## start Page text

02 — SELinux

Technical Overview

SELinux (Security-Enhanced Linux) is a mandatory access control (MAC) security architecture developed by the NSA and released to the Linux community in 2000, mainlined in kernel 2.6.0 (2003). It implements Type Enforcement (TE) as its core policy mechanism: every process and file has a security context (label), and a policy defines which context-to-context interactions are permitted.

The philosophical distinction from traditional Unix access control (DAC — Discretionary Access Control) is fundamental: in DAC, the owner of a resource decides who can access it. In MAC, a central policy administrator decides, and that policy cannot be overridden by any user, including root. A compromised root process constrained by SELinux policy can do only what the policy permits.

Prerequisites

Linux DAC model (user/group/other, rwx bits, setuid).
Process and file concepts (inodes, descriptors).
Linux kernel module concepts.
Basic familiarity with RPM/Debian packaging.

Core Content

DAC vs. MAC

Discretionary Access Control (traditional Unix):

file: /etc/shadow
permissions: 640, root:shadow
→ root can read/write
→ any process running as root can read /etc/shadow
→ a compromised web server running as root can read all files

Mandatory Access Control (SELinux):

file: /etc/shadow
SELinux context: system_u:object_r:shadow_t:s0
→ only processes with type shadow_t read permission in policy can read
→ a web server (type httpd_t) does NOT have read permission on shadow_t
→ a compromised httpd cannot read /etc/shadow regardless of UID

SELinux Architecture

System Call
    │
    ▼
Linux VFS / Network Stack / etc.
    │
    ▼
LSM Hooks (Linux Security Module)
    │  (200+ hook points: file_open, socket_connect, process_fork, etc.)
    ▼
SELinux Security Server
    │  (evaluates policy against request)

## end Page text
## start Rows

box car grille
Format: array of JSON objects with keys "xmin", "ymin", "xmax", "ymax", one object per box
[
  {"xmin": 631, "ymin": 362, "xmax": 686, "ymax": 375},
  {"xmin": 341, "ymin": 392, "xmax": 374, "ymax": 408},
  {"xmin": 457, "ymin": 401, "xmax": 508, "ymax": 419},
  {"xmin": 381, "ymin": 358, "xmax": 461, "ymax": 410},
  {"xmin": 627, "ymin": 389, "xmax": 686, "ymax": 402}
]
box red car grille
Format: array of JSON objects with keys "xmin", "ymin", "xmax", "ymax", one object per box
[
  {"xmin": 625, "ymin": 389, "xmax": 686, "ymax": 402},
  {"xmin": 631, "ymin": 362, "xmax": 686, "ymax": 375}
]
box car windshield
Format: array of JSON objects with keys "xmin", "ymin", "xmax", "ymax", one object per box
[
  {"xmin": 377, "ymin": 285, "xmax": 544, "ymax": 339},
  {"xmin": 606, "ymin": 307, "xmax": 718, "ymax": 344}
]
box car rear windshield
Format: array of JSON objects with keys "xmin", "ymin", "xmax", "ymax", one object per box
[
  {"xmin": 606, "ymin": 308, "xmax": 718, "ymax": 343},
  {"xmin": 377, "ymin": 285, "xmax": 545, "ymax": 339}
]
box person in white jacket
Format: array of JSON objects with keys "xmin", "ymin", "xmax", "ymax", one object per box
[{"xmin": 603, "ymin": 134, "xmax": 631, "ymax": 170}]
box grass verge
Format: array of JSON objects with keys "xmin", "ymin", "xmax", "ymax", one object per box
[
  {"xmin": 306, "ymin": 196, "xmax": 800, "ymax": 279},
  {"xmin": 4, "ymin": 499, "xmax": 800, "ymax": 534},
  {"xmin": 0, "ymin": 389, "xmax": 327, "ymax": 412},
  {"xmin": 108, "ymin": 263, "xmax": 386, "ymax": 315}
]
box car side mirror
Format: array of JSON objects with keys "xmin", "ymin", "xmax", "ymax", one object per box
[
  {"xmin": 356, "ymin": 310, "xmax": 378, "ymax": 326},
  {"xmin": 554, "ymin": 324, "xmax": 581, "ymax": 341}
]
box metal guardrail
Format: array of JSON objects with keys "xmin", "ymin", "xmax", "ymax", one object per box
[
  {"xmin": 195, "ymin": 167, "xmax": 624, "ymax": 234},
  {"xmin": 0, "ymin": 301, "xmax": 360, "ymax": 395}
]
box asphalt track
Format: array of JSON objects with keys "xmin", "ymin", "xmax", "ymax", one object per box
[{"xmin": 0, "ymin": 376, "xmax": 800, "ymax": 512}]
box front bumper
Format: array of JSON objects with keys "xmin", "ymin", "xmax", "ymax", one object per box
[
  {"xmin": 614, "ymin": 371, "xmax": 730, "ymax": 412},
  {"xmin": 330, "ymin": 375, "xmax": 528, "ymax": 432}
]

## end Rows

Written exercise A: Turn the lines of data into a numbered list without blank lines, starting at the line that contains "box red car grille" and ending at the last of the lines of data, both included.
Written exercise B: Go on with the SELinux page from the point where it stops.

Expected answer A:
1. box red car grille
2. Format: array of JSON objects with keys "xmin", "ymin", "xmax", "ymax", one object per box
3. [
4.   {"xmin": 625, "ymin": 389, "xmax": 686, "ymax": 402},
5.   {"xmin": 631, "ymin": 362, "xmax": 686, "ymax": 375}
6. ]
7. box car windshield
8. Format: array of JSON objects with keys "xmin", "ymin", "xmax", "ymax", one object per box
9. [
10.   {"xmin": 377, "ymin": 285, "xmax": 544, "ymax": 339},
11.   {"xmin": 606, "ymin": 307, "xmax": 718, "ymax": 344}
12. ]
13. box car rear windshield
14. Format: array of JSON objects with keys "xmin", "ymin", "xmax", "ymax", one object per box
15. [
16.   {"xmin": 606, "ymin": 308, "xmax": 718, "ymax": 343},
17.   {"xmin": 377, "ymin": 285, "xmax": 545, "ymax": 339}
18. ]
19. box person in white jacket
20. Format: array of JSON objects with keys "xmin", "ymin", "xmax", "ymax", one object per box
21. [{"xmin": 603, "ymin": 134, "xmax": 631, "ymax": 170}]
22. box grass verge
23. Format: array of JSON objects with keys "xmin", "ymin", "xmax", "ymax", one object per box
24. [
25.   {"xmin": 306, "ymin": 196, "xmax": 800, "ymax": 279},
26.   {"xmin": 4, "ymin": 499, "xmax": 800, "ymax": 534},
27.   {"xmin": 0, "ymin": 389, "xmax": 327, "ymax": 412},
28.   {"xmin": 108, "ymin": 263, "xmax": 386, "ymax": 315}
29. ]
30. box car side mirror
31. Format: array of JSON objects with keys "xmin", "ymin", "xmax", "ymax", one object per box
32. [
33.   {"xmin": 356, "ymin": 310, "xmax": 378, "ymax": 326},
34.   {"xmin": 554, "ymin": 324, "xmax": 581, "ymax": 341}
35. ]
36. box metal guardrail
37. Format: array of JSON objects with keys "xmin", "ymin", "xmax", "ymax", one object per box
38. [
39.   {"xmin": 195, "ymin": 167, "xmax": 624, "ymax": 234},
40.   {"xmin": 0, "ymin": 301, "xmax": 360, "ymax": 395}
41. ]
42. box asphalt track
43. Format: array of JSON objects with keys "xmin", "ymin", "xmax", "ymax", one object per box
44. [{"xmin": 0, "ymin": 376, "xmax": 800, "ymax": 512}]
45. box front bumper
46. Format: array of JSON objects with keys "xmin", "ymin", "xmax", "ymax", one object per box
47. [
48.   {"xmin": 614, "ymin": 371, "xmax": 730, "ymax": 412},
49.   {"xmin": 330, "ymin": 375, "xmax": 528, "ymax": 432}
50. ]

Expected answer B:
    │
    ├── AVC (Access Vector Cache)
    │     hit: return cached decision (fast path, ~100 ns)
    │     miss: consult policy, update cache
    │
    └── Policy Database
          (loaded from /etc/selinux/ at boot)
    │
    ▼
Allow / Deny / Audit

The AVC (Access Vector Cache) is critical for performance. Policy decisions are binary (allow/deny) and cacheable by (source type, target type, object class). Cache hit rate is typically > 99% in steady state.

SELinux Security Context

Every process and object has a four-field context:

user:role:type:level
  │     │     │    │
  │     │     │    └── MLS/MCS sensitivity level (s0, s0-s15:c0.c1023)
  │     │     └─────── Type (the core enforcement element)
  │     └───────────── Role (constrains which types a user can assume)
  └─────────────────── SELinux user (distinct from Linux user)

Examples:
  Process (Apache):   system_u:system_r:httpd_t:s0
  File (/var/www):    system_u:object_r:httpd_sys_content_t:s0
  File (/etc/shadow): system_u:object_r:shadow_t:s0
  Admin shell:        unconfined_u:unconfined_r:unconfined_t:s0

View contexts:

# Process contexts
ps auxZ | grep httpd

# File contexts
ls -Z /etc/shadow
# system_u:object_r:shadow_t:s0 /etc/shadow

# Your current context
id -Z
# unconfined_u:unconfined_r:unconfined_t:s0:c0.c1023

Type Enforcement Policy

The policy is a set of allow rules of the form:

allow source_type target_type:object_class { permissions };

Examples:

# Allow httpd to read files labeled httpd_sys_content_t
allow httpd_t httpd_sys_content_t:file { read open getattr };

# Allow httpd to connect TCP to ports labeled http_cache_port_t
allow httpd_t http_cache_port_t:tcp_socket { name_connect };

# Prevent httpd from reading /etc/shadow (shadow_t)
# (no allow rule = implicit deny)

The policy file (compiled binary) at /etc/selinux/targeted/policy/policy.32 or .33 is loaded by the SELinux kernel module at boot.

SELinux Modes

# Check current mode
getenforce
# Enforcing | Permissive | Disabled

# Set mode temporarily
setenforce 0  # Permissive (log denials, don't enforce)
setenforce 1  # Enforcing

# Permanent mode (requires reboot)
/etc/selinux/config:
SELINUX=enforcing   # enforcing, permissive, or disabled
SELINUXTYPE=targeted # targeted (recommended) or strict

Permissive mode is invaluable for troubleshooting: SELinux logs what it would have denied but does not block anything. Use permissive mode to audit a new application before enforcing.

Targeted policy (default on RHEL/Fedora/CentOS): only specific system services (httpd, sshd, etc.) are confined. User processes run as unconfined_t, which is nearly unrestricted. This is the pragmatic balance between security and usability.

Strict policy: all processes confined, including user shells. Maximum security but requires extensive policy work for new applications.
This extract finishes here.